* WORK TO BE COMPLETED
In the post on selecting UK doctors for training, change "computers" to "software" and write out the passage from "It seems that" to "to human needs.".

* GIVEN TEXT
I approach commenting on developments outside of the US with some trepidation, but here goes...
A story carried by the Times (UK) noted there has been a drastic overhaul of how physicians will be selected for post-graduate hospital training positions (internship and house officer positions, or internship and residency, in the US terminology). A new system, called Modernising Medical Careers (MMC), requires that after applicants submit their usual application and CV (curriculum vitae), they must fill out an on-line form, divided into six sections each requiring two answers of 75 words each. The applicant must discuss his or her educational achievements, how well he or she "matches the General Medical Council's Principles of Good Medical Practice, his or her leadership qualities and abilities to participate in teamwork."
Points will be assigned to each answer by a panel. There will be no attempt to check the accuracy of any answer. Based on the points assigned an applicant, "a computer is used to match applicants with jobs." Applicants will not be interviewed.
This new system provoked a letter written to the Times, signed by 84 academic leaders. The letter stated, "under this plan, our house officers, now known as 'foundation trainees', are being selected anonymously by computer rather than by interview." The letter noted that under the new system, 660 of 6035 UK graduates have not been accepted into a training position. Thus, "our students are understandably bitter, angry, demoralised and confused by a process that has been implemented without adequate consultation and without regard to pleas from the medical profession to continue interviews to select candidates for training." Furthermore, "it is difficult to identify the logic behind MMC." It warned, "despite the obvious failure of this year's selection process, the Department of Health is steaming ahead to procure a new IT system which will be used to select foundation trainees, perhaps wasting 8 million [pounds sterling] of public money."
An accompanying editorial asked, "how can adjudicators possibly assess individuals' character and potential without coming face to face with them?" In addition, "so long as adjudicators are selecting blind, students can massage their answers and attempt to manipulate the system. For instance, applicants simply have to tick a box stating that their spoken English is good enough to communicate with patients and colleagues on medical issues." The results have been, "bright and well-qualified applicants are finding themselves without a berth. At the same time, hospitals have reported a worrying number of trainees turning up for duty with an inadequate command of English or with substandard skills."
Commenting with trepidation.... As the Times editorial noted, it is rather hard to assess an applicants' clinical communication skills just by reading their responses to a web-based form. I have interviewed quite a few internship applicants, so I recognize that it is hard to distinguish among many well-qualified applicants. I value the interview, however, because it does allow me to identify the occaisional candidate who has severe difficulties interacting or communicating with other human beings. Abolishing interviews, in my humble opinion, certainly risks rating candidates by their "ability to talk a good story," as the Times news article put it.
It seems that UK managers have the same fascination with computers that US managers and executives have. It seems so easy and rational to take creaky, human based operations and streamline them by basing them on the web. This removes the need to deal with people directly, and their pesky individual characteristics. It fits with the ideas popular in the 1980s that to improve health care, rational managers had to take over from all too human physicians. But replacing human judgments with computer programs may produce a system that does not respond to human needs.

* LISTED RECORDS
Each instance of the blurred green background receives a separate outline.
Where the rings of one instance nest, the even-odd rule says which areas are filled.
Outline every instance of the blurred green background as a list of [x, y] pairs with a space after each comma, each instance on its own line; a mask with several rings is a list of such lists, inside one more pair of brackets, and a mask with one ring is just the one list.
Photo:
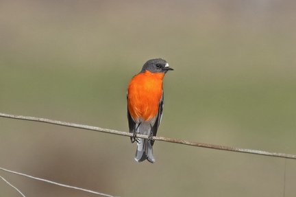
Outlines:
[[[0, 111], [127, 132], [149, 59], [158, 135], [296, 154], [296, 1], [1, 1]], [[295, 196], [296, 161], [0, 118], [0, 167], [119, 196]], [[286, 165], [286, 181], [284, 182]], [[26, 196], [97, 196], [0, 172]], [[20, 196], [0, 180], [1, 196]]]

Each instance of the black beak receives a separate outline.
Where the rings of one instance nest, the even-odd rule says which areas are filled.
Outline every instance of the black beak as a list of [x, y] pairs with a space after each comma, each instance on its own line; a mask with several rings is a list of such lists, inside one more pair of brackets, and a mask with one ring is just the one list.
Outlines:
[[173, 71], [173, 69], [172, 68], [170, 68], [170, 67], [164, 67], [162, 69], [163, 69], [164, 71]]

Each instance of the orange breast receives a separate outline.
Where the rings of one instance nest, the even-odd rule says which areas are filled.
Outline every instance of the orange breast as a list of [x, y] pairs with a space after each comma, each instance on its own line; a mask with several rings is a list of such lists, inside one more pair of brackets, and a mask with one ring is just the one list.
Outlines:
[[134, 120], [145, 121], [158, 114], [162, 95], [162, 79], [164, 73], [146, 71], [135, 76], [127, 89], [127, 108]]

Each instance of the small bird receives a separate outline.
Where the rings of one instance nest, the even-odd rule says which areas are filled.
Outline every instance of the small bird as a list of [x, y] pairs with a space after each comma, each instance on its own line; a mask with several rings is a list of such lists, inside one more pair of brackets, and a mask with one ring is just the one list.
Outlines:
[[[173, 71], [162, 59], [148, 60], [141, 71], [134, 76], [127, 88], [127, 119], [130, 132], [134, 134], [132, 143], [137, 142], [135, 159], [155, 162], [152, 146], [160, 124], [164, 106], [162, 80], [168, 71]], [[151, 139], [137, 139], [137, 133]]]

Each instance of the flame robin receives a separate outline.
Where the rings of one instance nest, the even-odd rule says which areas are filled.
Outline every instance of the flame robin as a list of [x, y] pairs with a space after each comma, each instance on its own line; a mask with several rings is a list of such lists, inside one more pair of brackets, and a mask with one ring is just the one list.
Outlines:
[[135, 159], [154, 163], [151, 139], [137, 139], [136, 134], [156, 136], [164, 106], [162, 80], [168, 71], [173, 71], [162, 59], [148, 60], [141, 71], [134, 76], [127, 89], [127, 119], [132, 143], [137, 142]]

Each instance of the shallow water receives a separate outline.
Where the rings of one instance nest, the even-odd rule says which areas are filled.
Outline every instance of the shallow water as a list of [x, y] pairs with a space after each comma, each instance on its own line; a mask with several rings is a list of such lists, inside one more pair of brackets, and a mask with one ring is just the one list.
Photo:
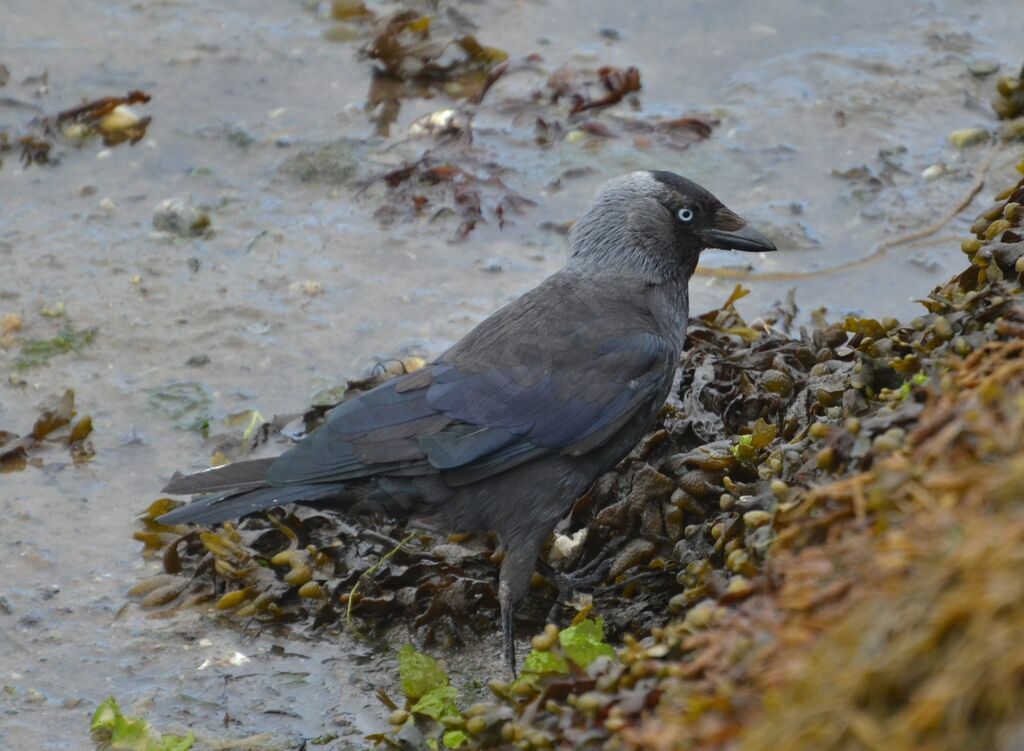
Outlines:
[[[754, 259], [758, 270], [820, 270], [866, 256], [934, 221], [972, 184], [987, 148], [958, 152], [946, 136], [991, 120], [991, 77], [973, 76], [969, 61], [1020, 62], [1014, 25], [994, 23], [1005, 5], [462, 5], [481, 41], [513, 58], [540, 53], [543, 71], [497, 83], [474, 140], [537, 207], [454, 243], [443, 220], [381, 226], [381, 194], [357, 195], [351, 179], [303, 183], [282, 171], [295, 154], [338, 139], [355, 174], [383, 171], [429, 144], [408, 140], [408, 126], [449, 105], [408, 101], [392, 137], [372, 137], [360, 111], [370, 67], [357, 43], [325, 38], [324, 8], [6, 0], [0, 64], [11, 78], [0, 96], [53, 113], [141, 88], [154, 99], [139, 112], [154, 121], [134, 148], [63, 148], [52, 168], [23, 169], [8, 155], [0, 170], [0, 315], [22, 315], [25, 337], [50, 337], [69, 322], [99, 332], [83, 352], [25, 372], [19, 386], [6, 380], [16, 350], [0, 349], [0, 428], [27, 431], [37, 405], [66, 387], [96, 425], [92, 463], [73, 466], [53, 449], [42, 469], [0, 475], [0, 683], [9, 687], [0, 695], [0, 745], [87, 747], [89, 713], [108, 695], [161, 729], [269, 733], [265, 747], [327, 732], [341, 734], [343, 747], [379, 729], [384, 710], [373, 694], [394, 689], [390, 653], [346, 634], [243, 632], [200, 614], [160, 617], [126, 604], [126, 590], [157, 568], [131, 539], [134, 514], [171, 471], [205, 466], [212, 453], [155, 412], [147, 389], [197, 381], [218, 415], [272, 415], [302, 409], [378, 358], [435, 353], [559, 266], [562, 239], [545, 222], [570, 220], [602, 179], [637, 168], [687, 174], [786, 238], [781, 252]], [[722, 124], [686, 151], [641, 149], [630, 137], [542, 151], [532, 119], [499, 105], [564, 64], [637, 65], [641, 114], [713, 112]], [[43, 70], [47, 90], [35, 96], [38, 84], [22, 81]], [[0, 107], [0, 129], [31, 117]], [[922, 177], [940, 163], [940, 177]], [[884, 176], [879, 190], [831, 174], [860, 166]], [[580, 167], [592, 171], [551, 187]], [[1006, 168], [996, 157], [993, 172]], [[210, 207], [212, 237], [153, 234], [155, 204], [174, 196]], [[973, 214], [854, 272], [751, 281], [741, 309], [753, 317], [796, 287], [804, 311], [912, 315], [911, 296], [962, 265], [951, 238]], [[750, 260], [708, 258], [713, 266]], [[306, 294], [307, 281], [323, 293]], [[720, 303], [733, 284], [695, 279], [693, 307]], [[63, 320], [40, 314], [56, 302]], [[186, 366], [197, 354], [209, 364]], [[237, 652], [248, 662], [231, 664]], [[498, 672], [497, 634], [450, 662], [457, 675]]]

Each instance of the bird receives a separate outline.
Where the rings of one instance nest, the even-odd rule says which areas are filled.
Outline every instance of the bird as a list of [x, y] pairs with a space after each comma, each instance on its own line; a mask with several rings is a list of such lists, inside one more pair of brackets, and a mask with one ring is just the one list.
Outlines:
[[572, 225], [564, 266], [423, 368], [335, 407], [275, 458], [164, 488], [160, 517], [213, 525], [292, 502], [378, 512], [437, 532], [493, 532], [504, 551], [503, 656], [555, 526], [654, 424], [672, 388], [706, 248], [775, 250], [696, 182], [612, 178]]

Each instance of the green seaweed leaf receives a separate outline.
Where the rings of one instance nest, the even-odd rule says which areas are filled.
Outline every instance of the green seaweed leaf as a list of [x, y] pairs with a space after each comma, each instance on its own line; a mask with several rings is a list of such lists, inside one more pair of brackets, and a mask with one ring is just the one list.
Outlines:
[[22, 354], [14, 360], [17, 370], [40, 368], [50, 362], [50, 358], [68, 352], [80, 352], [96, 338], [95, 327], [75, 330], [65, 326], [52, 339], [29, 339], [22, 344]]
[[404, 644], [398, 652], [398, 675], [402, 692], [413, 701], [449, 684], [447, 673], [437, 661], [417, 652], [412, 644]]
[[469, 736], [467, 736], [463, 731], [449, 731], [444, 734], [442, 740], [444, 741], [444, 745], [446, 747], [459, 748], [469, 740]]
[[459, 707], [456, 704], [458, 698], [459, 691], [454, 685], [439, 685], [424, 694], [420, 701], [413, 705], [412, 711], [425, 714], [437, 721], [442, 717], [458, 717]]
[[615, 650], [604, 640], [604, 619], [589, 618], [574, 626], [563, 628], [558, 641], [565, 656], [582, 668], [586, 668], [599, 657], [615, 657]]
[[142, 717], [126, 717], [114, 697], [103, 700], [92, 714], [92, 738], [102, 749], [124, 751], [188, 751], [196, 737], [162, 736]]

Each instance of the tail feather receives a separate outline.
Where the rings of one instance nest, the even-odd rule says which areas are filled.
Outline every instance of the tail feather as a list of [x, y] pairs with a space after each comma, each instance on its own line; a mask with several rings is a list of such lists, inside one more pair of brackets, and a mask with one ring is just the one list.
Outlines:
[[164, 493], [190, 496], [200, 493], [262, 488], [266, 485], [266, 471], [275, 460], [276, 457], [237, 461], [220, 467], [204, 469], [194, 474], [173, 477], [170, 483], [164, 486]]
[[[191, 476], [191, 475], [190, 475]], [[183, 477], [182, 479], [187, 479]], [[283, 506], [294, 501], [317, 501], [331, 496], [337, 496], [344, 490], [343, 485], [292, 485], [280, 488], [257, 488], [239, 493], [232, 490], [226, 493], [198, 498], [186, 506], [176, 508], [160, 516], [157, 521], [162, 525], [213, 525], [229, 518], [243, 516], [247, 513], [263, 511], [275, 506]]]

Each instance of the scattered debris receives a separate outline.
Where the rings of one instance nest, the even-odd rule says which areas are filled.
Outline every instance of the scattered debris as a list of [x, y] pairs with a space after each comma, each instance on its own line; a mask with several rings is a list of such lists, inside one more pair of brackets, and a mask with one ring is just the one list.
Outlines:
[[[17, 328], [19, 327], [8, 331], [16, 331]], [[75, 329], [68, 324], [52, 339], [25, 339], [22, 341], [20, 354], [14, 359], [14, 367], [17, 370], [40, 368], [58, 354], [80, 352], [93, 342], [97, 332], [98, 329], [94, 326]]]

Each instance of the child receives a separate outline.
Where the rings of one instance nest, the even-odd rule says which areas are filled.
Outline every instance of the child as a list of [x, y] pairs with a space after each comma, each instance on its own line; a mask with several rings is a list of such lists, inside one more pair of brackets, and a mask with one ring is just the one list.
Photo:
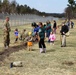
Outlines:
[[21, 32], [21, 35], [20, 35], [20, 40], [23, 40], [25, 39], [25, 32], [26, 32], [26, 29], [23, 29], [23, 31]]
[[19, 34], [19, 32], [18, 32], [18, 29], [17, 29], [17, 28], [15, 29], [14, 34], [15, 34], [15, 43], [16, 43], [16, 42], [18, 41], [18, 34]]
[[33, 45], [33, 43], [32, 43], [33, 39], [32, 39], [32, 36], [31, 36], [32, 33], [29, 32], [28, 34], [29, 34], [29, 39], [28, 39], [28, 42], [27, 42], [27, 46], [28, 46], [28, 50], [31, 51], [32, 50], [32, 45]]
[[55, 34], [53, 33], [53, 31], [50, 33], [50, 36], [49, 36], [49, 40], [50, 40], [50, 43], [52, 45], [54, 45], [54, 41], [55, 41], [56, 37], [55, 37]]

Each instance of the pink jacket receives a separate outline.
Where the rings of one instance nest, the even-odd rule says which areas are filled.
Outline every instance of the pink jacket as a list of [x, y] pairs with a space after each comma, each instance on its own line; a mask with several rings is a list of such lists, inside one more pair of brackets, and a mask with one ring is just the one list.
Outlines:
[[50, 34], [49, 40], [50, 41], [55, 41], [56, 40], [55, 34]]

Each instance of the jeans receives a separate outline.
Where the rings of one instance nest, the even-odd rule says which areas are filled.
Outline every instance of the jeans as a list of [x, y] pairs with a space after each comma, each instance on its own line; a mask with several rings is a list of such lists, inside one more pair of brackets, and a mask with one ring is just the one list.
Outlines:
[[65, 35], [62, 35], [61, 46], [66, 46], [66, 36]]
[[40, 41], [39, 41], [39, 48], [46, 48], [45, 43], [44, 43], [44, 38], [40, 39]]

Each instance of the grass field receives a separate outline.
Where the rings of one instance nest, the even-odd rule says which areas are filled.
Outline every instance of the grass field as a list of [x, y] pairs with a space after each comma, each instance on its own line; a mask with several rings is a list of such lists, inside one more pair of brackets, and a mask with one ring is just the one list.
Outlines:
[[[74, 20], [75, 22], [75, 20]], [[61, 24], [61, 21], [58, 21]], [[75, 22], [76, 25], [76, 22]], [[14, 29], [11, 31], [11, 44], [14, 46]], [[24, 28], [31, 30], [30, 25], [18, 26], [20, 31]], [[2, 29], [0, 29], [0, 51], [3, 50]], [[59, 29], [57, 29], [56, 42], [50, 46], [46, 42], [47, 51], [40, 54], [38, 44], [34, 44], [33, 51], [23, 47], [17, 52], [11, 53], [0, 65], [0, 75], [76, 75], [76, 26], [70, 29], [67, 37], [67, 47], [60, 47]], [[13, 61], [22, 61], [23, 67], [10, 68]]]

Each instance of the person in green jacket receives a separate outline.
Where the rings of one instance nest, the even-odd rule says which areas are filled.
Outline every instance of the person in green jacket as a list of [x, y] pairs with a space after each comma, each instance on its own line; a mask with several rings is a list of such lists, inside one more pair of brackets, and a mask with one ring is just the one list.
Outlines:
[[46, 46], [45, 46], [45, 28], [42, 24], [42, 22], [39, 22], [39, 32], [38, 32], [38, 39], [39, 39], [39, 48], [40, 48], [40, 53], [45, 53], [46, 52]]

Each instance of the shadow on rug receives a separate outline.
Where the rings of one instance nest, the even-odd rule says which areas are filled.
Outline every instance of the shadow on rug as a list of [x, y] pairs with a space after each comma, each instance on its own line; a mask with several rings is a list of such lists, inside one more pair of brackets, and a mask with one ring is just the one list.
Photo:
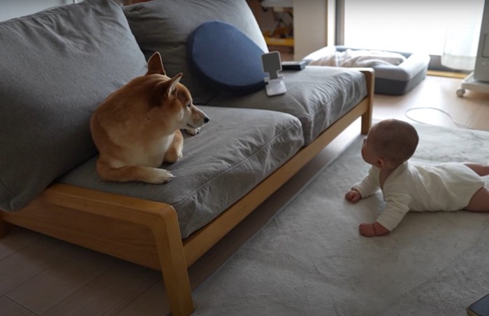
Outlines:
[[[489, 132], [416, 127], [413, 160], [489, 160]], [[360, 236], [384, 203], [344, 198], [368, 169], [363, 138], [194, 291], [194, 315], [463, 315], [489, 292], [489, 213], [409, 213], [385, 236]]]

* FINISHED TASK
It seems that UK managers have the same fascination with software that US managers and executives have. It seems so easy and rational to take creaky, human based operations and streamline them by basing them on the web. This removes the need to deal with people directly, and their pesky individual characteristics. It fits with the ideas popular in the 1980s that to improve health care, rational managers had to take over from all too human physicians. But replacing human judgments with computer programs may produce a system that does not respond to human needs.